◆ **Exercise brief**
A word-for-word copy of every entry below is required; the images do not belong in it.

◆ **Data**
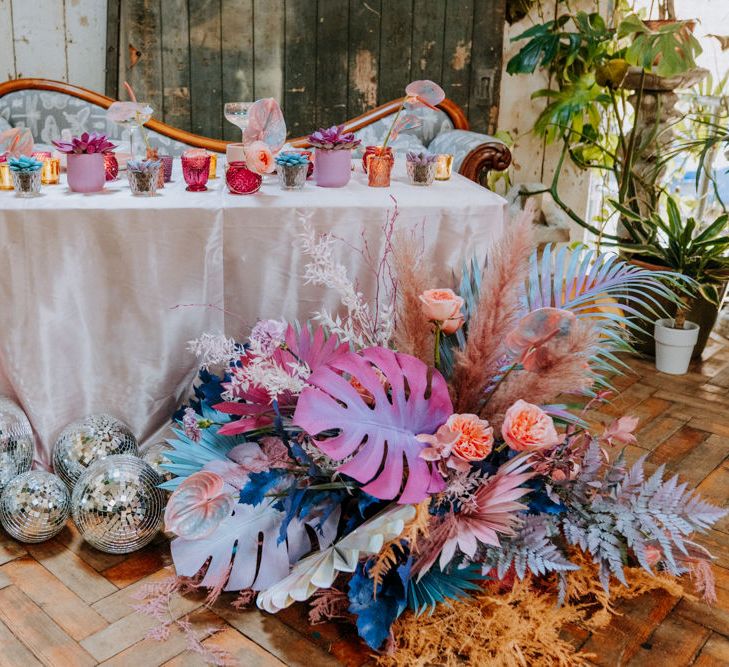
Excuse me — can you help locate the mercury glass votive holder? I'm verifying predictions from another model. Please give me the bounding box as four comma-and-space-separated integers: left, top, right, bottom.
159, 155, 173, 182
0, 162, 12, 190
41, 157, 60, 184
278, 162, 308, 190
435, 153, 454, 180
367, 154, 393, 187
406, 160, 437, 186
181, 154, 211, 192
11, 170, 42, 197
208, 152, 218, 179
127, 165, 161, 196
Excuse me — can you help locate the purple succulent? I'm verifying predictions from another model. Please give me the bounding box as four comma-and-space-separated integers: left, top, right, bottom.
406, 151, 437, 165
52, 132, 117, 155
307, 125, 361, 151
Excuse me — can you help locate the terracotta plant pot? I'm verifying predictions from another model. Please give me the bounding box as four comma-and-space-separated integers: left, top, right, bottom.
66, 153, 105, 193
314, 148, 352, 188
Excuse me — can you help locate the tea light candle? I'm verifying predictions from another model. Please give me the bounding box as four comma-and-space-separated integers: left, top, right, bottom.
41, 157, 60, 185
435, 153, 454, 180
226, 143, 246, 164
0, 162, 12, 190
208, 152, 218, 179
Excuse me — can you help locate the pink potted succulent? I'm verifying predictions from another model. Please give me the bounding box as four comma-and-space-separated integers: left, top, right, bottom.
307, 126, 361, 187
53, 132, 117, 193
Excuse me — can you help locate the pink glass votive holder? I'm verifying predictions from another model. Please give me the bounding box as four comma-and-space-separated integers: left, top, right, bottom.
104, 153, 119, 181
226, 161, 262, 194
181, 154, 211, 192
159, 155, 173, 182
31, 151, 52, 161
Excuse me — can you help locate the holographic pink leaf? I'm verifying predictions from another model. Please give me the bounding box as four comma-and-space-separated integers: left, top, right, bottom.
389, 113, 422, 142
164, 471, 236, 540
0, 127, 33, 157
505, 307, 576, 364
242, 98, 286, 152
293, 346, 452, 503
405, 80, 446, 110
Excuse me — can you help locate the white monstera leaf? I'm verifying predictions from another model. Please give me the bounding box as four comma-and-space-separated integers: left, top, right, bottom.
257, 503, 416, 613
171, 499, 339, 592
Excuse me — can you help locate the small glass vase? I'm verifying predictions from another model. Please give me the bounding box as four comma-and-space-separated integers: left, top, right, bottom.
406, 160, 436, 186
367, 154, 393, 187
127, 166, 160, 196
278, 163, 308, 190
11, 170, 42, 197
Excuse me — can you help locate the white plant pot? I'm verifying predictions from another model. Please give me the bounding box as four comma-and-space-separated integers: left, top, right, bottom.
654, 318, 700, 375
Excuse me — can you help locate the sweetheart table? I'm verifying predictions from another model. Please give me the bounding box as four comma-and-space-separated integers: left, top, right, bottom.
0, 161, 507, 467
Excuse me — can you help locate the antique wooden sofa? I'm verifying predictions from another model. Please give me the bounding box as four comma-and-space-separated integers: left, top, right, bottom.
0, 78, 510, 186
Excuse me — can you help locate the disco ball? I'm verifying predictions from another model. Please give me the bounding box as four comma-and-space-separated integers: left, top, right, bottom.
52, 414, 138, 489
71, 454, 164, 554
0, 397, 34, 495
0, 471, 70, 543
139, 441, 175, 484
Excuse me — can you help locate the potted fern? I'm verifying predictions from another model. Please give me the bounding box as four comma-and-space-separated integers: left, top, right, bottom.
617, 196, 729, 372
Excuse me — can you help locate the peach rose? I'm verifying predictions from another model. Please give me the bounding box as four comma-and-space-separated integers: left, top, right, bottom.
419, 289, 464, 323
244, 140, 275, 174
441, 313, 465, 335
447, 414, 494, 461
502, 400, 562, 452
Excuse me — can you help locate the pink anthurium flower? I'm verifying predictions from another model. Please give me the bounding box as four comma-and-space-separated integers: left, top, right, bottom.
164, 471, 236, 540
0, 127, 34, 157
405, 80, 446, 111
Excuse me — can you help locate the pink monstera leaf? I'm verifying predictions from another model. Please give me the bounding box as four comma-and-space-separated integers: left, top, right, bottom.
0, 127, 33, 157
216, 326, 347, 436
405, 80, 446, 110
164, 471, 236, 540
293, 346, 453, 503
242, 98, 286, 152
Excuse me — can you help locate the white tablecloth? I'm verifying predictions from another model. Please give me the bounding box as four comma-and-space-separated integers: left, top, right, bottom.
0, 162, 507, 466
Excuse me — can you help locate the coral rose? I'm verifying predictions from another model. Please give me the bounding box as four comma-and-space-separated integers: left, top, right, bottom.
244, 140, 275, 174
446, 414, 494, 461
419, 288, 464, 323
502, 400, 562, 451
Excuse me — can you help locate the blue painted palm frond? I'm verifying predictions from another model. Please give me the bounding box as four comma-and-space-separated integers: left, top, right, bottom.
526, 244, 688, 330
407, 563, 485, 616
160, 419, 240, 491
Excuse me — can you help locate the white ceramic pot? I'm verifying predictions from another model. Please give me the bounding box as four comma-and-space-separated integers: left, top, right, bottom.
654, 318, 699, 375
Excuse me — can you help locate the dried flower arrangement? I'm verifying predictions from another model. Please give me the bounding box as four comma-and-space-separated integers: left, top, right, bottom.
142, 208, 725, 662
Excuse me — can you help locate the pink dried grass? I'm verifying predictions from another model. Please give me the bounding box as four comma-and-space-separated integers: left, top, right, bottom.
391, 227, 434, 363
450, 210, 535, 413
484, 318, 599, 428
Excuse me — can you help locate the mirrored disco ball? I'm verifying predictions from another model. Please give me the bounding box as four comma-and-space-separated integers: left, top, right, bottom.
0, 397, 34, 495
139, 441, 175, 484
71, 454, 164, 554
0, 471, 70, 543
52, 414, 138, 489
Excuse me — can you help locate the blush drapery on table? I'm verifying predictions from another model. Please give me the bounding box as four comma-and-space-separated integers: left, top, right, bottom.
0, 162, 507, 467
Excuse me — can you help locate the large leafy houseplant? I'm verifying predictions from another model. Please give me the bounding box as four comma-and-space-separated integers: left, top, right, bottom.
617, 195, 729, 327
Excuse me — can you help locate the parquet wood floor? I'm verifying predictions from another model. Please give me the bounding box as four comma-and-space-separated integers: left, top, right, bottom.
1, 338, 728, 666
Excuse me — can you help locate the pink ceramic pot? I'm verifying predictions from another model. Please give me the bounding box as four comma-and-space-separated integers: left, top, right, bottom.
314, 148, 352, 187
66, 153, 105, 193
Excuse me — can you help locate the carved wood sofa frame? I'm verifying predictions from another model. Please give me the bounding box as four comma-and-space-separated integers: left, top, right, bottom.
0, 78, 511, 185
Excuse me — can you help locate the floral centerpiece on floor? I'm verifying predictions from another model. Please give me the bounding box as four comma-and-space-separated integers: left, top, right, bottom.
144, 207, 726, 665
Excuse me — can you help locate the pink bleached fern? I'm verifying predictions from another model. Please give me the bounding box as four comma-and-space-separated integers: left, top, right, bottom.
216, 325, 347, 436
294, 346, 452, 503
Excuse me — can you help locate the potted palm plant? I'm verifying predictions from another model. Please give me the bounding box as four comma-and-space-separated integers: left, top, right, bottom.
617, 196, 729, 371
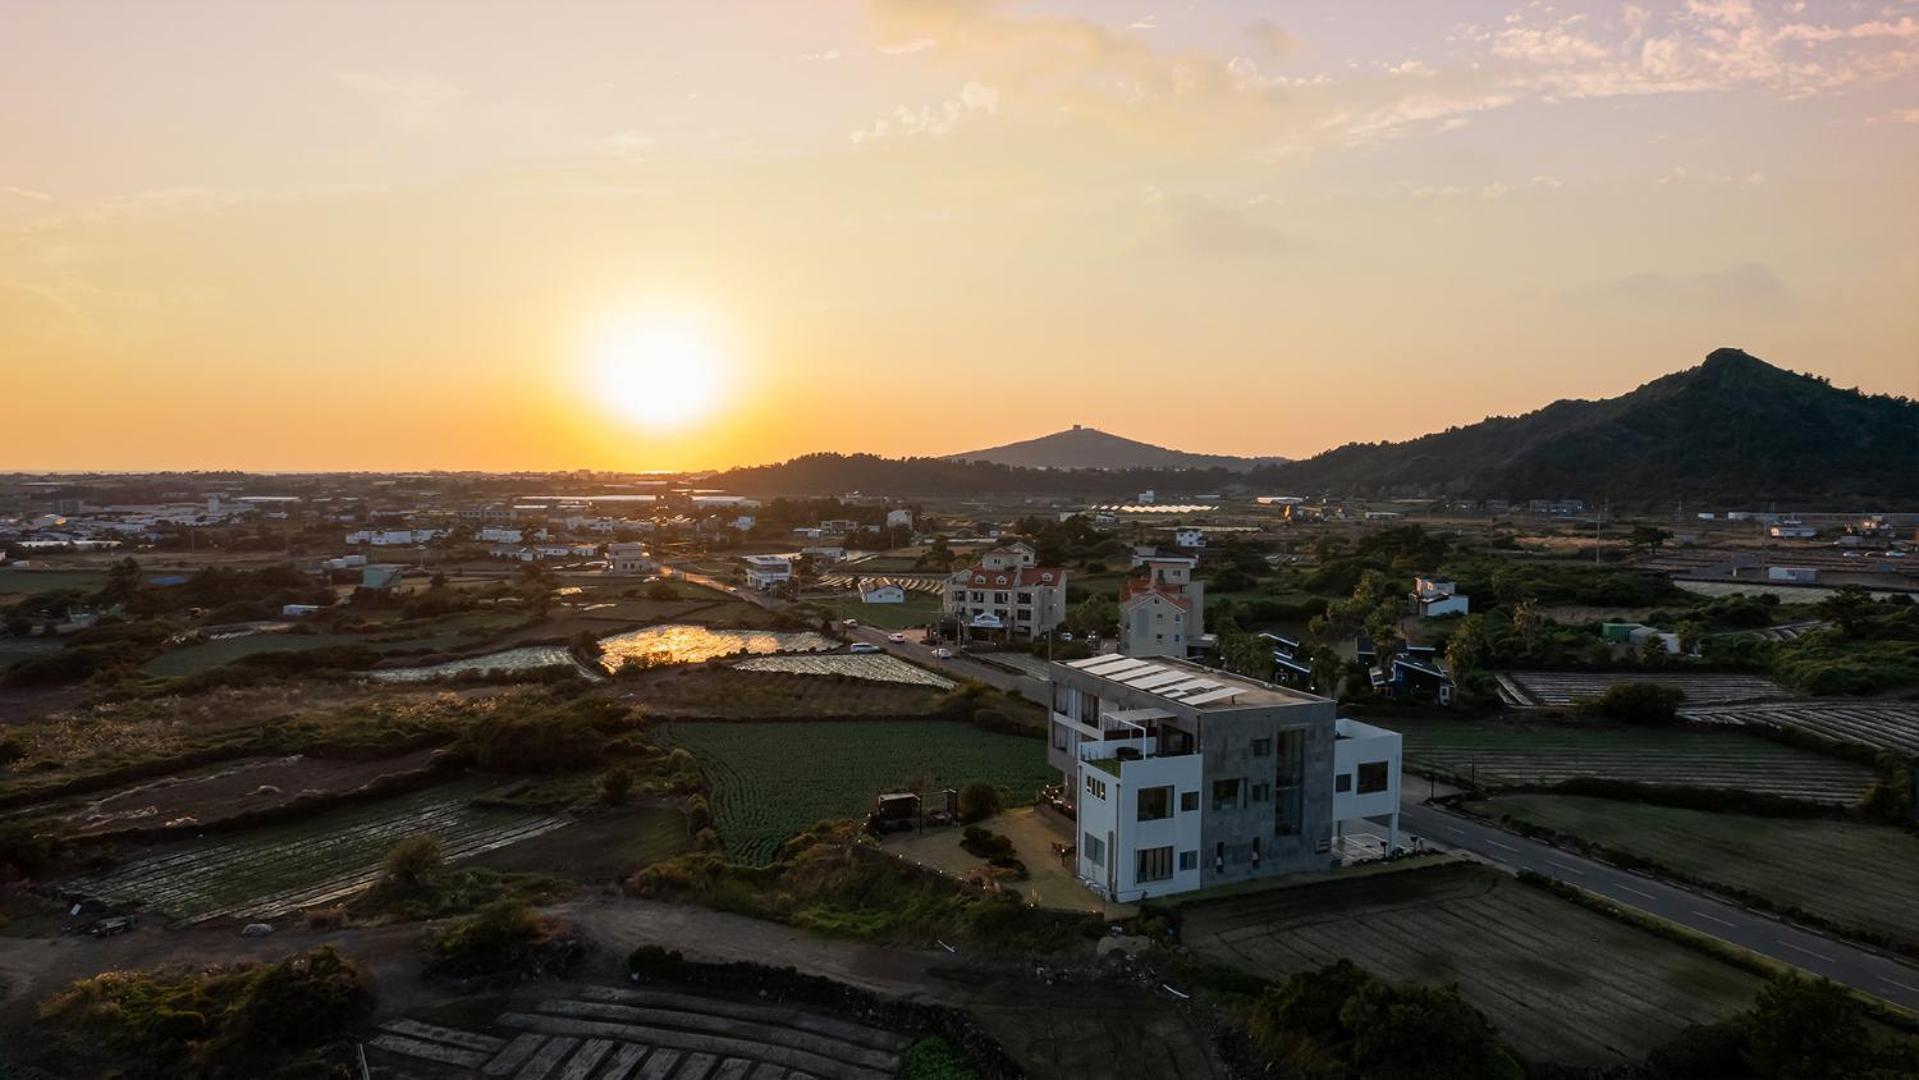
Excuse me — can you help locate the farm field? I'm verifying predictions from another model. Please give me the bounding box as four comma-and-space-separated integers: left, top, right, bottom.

◆ **Result for this task**
Excuse me — can you help locate the mercury glass votive holder? I'm verifying predictions from another model. Please give me the bounding box as four comma-and-space-separated integers: left, top, right, bottom.
159, 155, 173, 182
0, 162, 12, 190
41, 157, 60, 184
278, 162, 308, 190
435, 153, 454, 180
367, 154, 393, 187
406, 160, 437, 186
181, 154, 211, 192
11, 170, 42, 197
208, 152, 218, 179
127, 165, 161, 196
Excuse me — can you help locate the purple succulent? I'm verifying predictions from another model. Please give me the bounding box as four comma-and-space-separated integers: left, top, right, bottom.
406, 151, 437, 165
52, 132, 117, 155
307, 125, 361, 151
Excuse me — can you help locate the terracotta plant pot? I'm verifying predictions from another model. Please give me the bounding box as four comma-and-space-separated integers: left, top, right, bottom.
66, 153, 105, 193
314, 148, 352, 188
Excuse me — can you help locate the tea light candle? I'm verifying predictions from another model. Please give me the bounding box as four comma-and-space-separated integers: left, top, right, bottom.
41, 157, 60, 185
435, 153, 454, 180
226, 143, 246, 164
0, 162, 12, 190
208, 152, 218, 179
Excuse me — can you help locate the pink potted succulent? I'm verifying predictions from another model. Please give me the bounding box as four comma-and-space-separated integers: left, top, right, bottom.
307, 126, 361, 187
53, 132, 117, 193
Excuse me — can you help locate the pink glass votive holder? I'm verifying predictions from another model. Please give me the bounding box as four comma-and-space-separated integers: left, top, right, bottom.
104, 153, 119, 181
226, 161, 262, 194
181, 154, 211, 192
159, 155, 173, 182
31, 151, 52, 161
Excuse me — can you help locate the holographic pink leaf? I'm verifying predictions from another model. Please give me the bounding box as four comma-and-space-separated integers: left, top, right, bottom.
389, 113, 422, 142
164, 471, 236, 540
0, 127, 33, 157
505, 307, 576, 364
242, 98, 286, 152
293, 346, 452, 503
405, 80, 446, 110
Excuse me — can you help locate the white monstera leaf? I'm verifying predictions from another model. Please give me the bounding box as four comma-and-space-separated integers: left, top, right, bottom.
257, 503, 416, 613
171, 499, 339, 592
Excuse me — can you help locate the small glass vase? I'm verifying predictions from another model. Please give me the bounding box as four comma-and-space-separated integers: left, top, right, bottom.
406, 160, 436, 186
367, 154, 393, 187
127, 166, 160, 196
278, 163, 308, 190
11, 170, 42, 197
Excuse me — can you help locate the white plant pot? I'm verifying predictions from another model. Please give me the bounding box as four comma-and-space-separated integers: left, top, right, bottom.
654, 318, 700, 375
Excuse me — can you help locate the sweetheart table? I'm verifying predictions from another model. Please give me the bounding box as four comma-and-space-separated integers: left, top, right, bottom.
0, 161, 507, 467
Excuse me — can you help locate the antique wooden sofa? I'm verifying predictions from another model. Please give me the bounding box as four comma-and-space-separated integers: left, top, right, bottom.
0, 78, 510, 186
Excuse me — can you help locate the disco ball? I'm verifying predictions from another model. Please give me the bounding box as four comma-and-space-separated integers: left, top, right, bottom.
52, 414, 138, 489
71, 454, 164, 554
0, 397, 34, 495
0, 471, 70, 543
139, 441, 175, 484
Excuse me — can you help locate the potted fern? I'm verifying predictions from another model. Please give me the bounding box as four comma-and-space-separated integers: left, top, right, bottom.
617, 196, 729, 372
Excuse me — can you help locate the peach rose? I'm verifying predictions from another model. Please give me the bounding box as four comma-and-space-separated integers: left, top, right, bottom.
419, 289, 464, 323
244, 140, 275, 174
441, 313, 465, 335
447, 414, 494, 461
502, 400, 562, 452
Excuse me — can you help locate the pink anthurium flower? I'm verifying predictions from another model. Please give me the bounding box as four comma-and-space-separated integers: left, top, right, bottom.
164, 471, 236, 540
0, 127, 34, 157
405, 80, 446, 111
Excuse me — can you help locate the pink monstera leaf? I'm verifying predictions from another model. Please give me the bounding box as four comma-and-space-separated integers: left, top, right, bottom.
0, 127, 33, 157
216, 326, 347, 436
405, 80, 446, 110
164, 471, 236, 540
293, 346, 453, 503
242, 98, 286, 152
Excuse me — can you help locate the white tablecloth? I'm verifying predictions from another model. Please give me the bounding box as four comma-and-space-separated integers: left, top, right, bottom.
0, 162, 507, 466
Excuse me — can you help locate the coral rose? I'm verifying predictions from another model. Please give me the bounding box as four comma-and-space-separated integers: left, top, right, bottom.
244, 140, 275, 174
446, 414, 494, 461
419, 288, 464, 323
502, 400, 562, 451
Excuse me — can you help locate the blue painted palm frond? I'm verifying predictions from another model. Please give me the bounding box as four comma-and-space-separated integers: left, top, right, bottom.
526, 244, 688, 330
407, 563, 485, 616
160, 419, 240, 491
Excuse me — can you help locate the white ceramic pot? I'm verifying predictions from another model. Please give me the bounding box as four comma-and-space-separated integers: left, top, right, bottom.
654, 318, 699, 375
Excuse me — can you help locate the dried flower arrangement? I'm verifying predictions from another model. Please give me the bounding box as four comma-and-space-separated integers: left, top, right, bottom.
142, 208, 725, 662
Excuse me — can you help locate the pink dried grass? I'm verifying predictions from another model. Please give me the bounding box as four comma-and-space-separated integers: left, top, right, bottom.
391, 227, 434, 363
450, 210, 535, 413
484, 318, 599, 428
Excuse me — can you help locate the mirrored disco ball? I'm verifying predictions from another model. Please give me the bounding box as four comma-and-space-separated integers: left, top, right, bottom.
0, 397, 34, 495
139, 441, 175, 484
71, 454, 164, 554
0, 471, 70, 543
52, 414, 138, 489
Excuse me — can you help locate the blush drapery on table? I'm verifying predictions from another model. Please give me the bounding box as four comma-and-space-separated integers: left, top, right, bottom.
0, 162, 507, 467
Excuse me — can you help locate the large leafy houseplant? I'm verifying predictions from another model. Please give me the bounding box as four comma-and-space-separated integers: left, top, right, bottom.
617, 195, 729, 327
Excuse me — can you help locate the parquet wood floor? I'm verifying predictions from another model. Please give me the bounding box as four comma-and-space-separated integers: left, top, right, bottom.
1, 338, 728, 666
Excuse me — can you help locate the pink ceramic pot? I'm verifying predictions from another model. Please give me the bounding box as four comma-and-space-separated integers: left, top, right, bottom.
314, 148, 352, 187
66, 153, 105, 193
Excuse me — can you help locate the carved wood sofa frame? I'm verifying predictions from another model. Please give me the bounding box as four comma-and-space-separated integers: left, top, right, bottom.
0, 78, 511, 185
Excuse me — can you help locate the floral centerpiece on floor? I'm verifying predictions from another model. Please give me the bounding box as four comma-and-space-separated integers: left, top, right, bottom.
144, 207, 726, 665
Excuse me — can you help locate the pink bleached fern? I'm verifying predictions from another model. Please give me the bounding box as four comma-and-space-separated integers: left, top, right, bottom.
216, 325, 347, 436
294, 346, 452, 503
Excuse me — can you help locate the potted palm plant? I'm verifying predictions from another model. Please give me the bounding box as four comma-and-space-separated integers: left, top, right, bottom.
617, 196, 729, 371
Excuse me — can you help locate the farm field? I'm verifying predictions from another model. Please give me the bounding box as four comma-and-space-separated integers: left, top, right, bottom.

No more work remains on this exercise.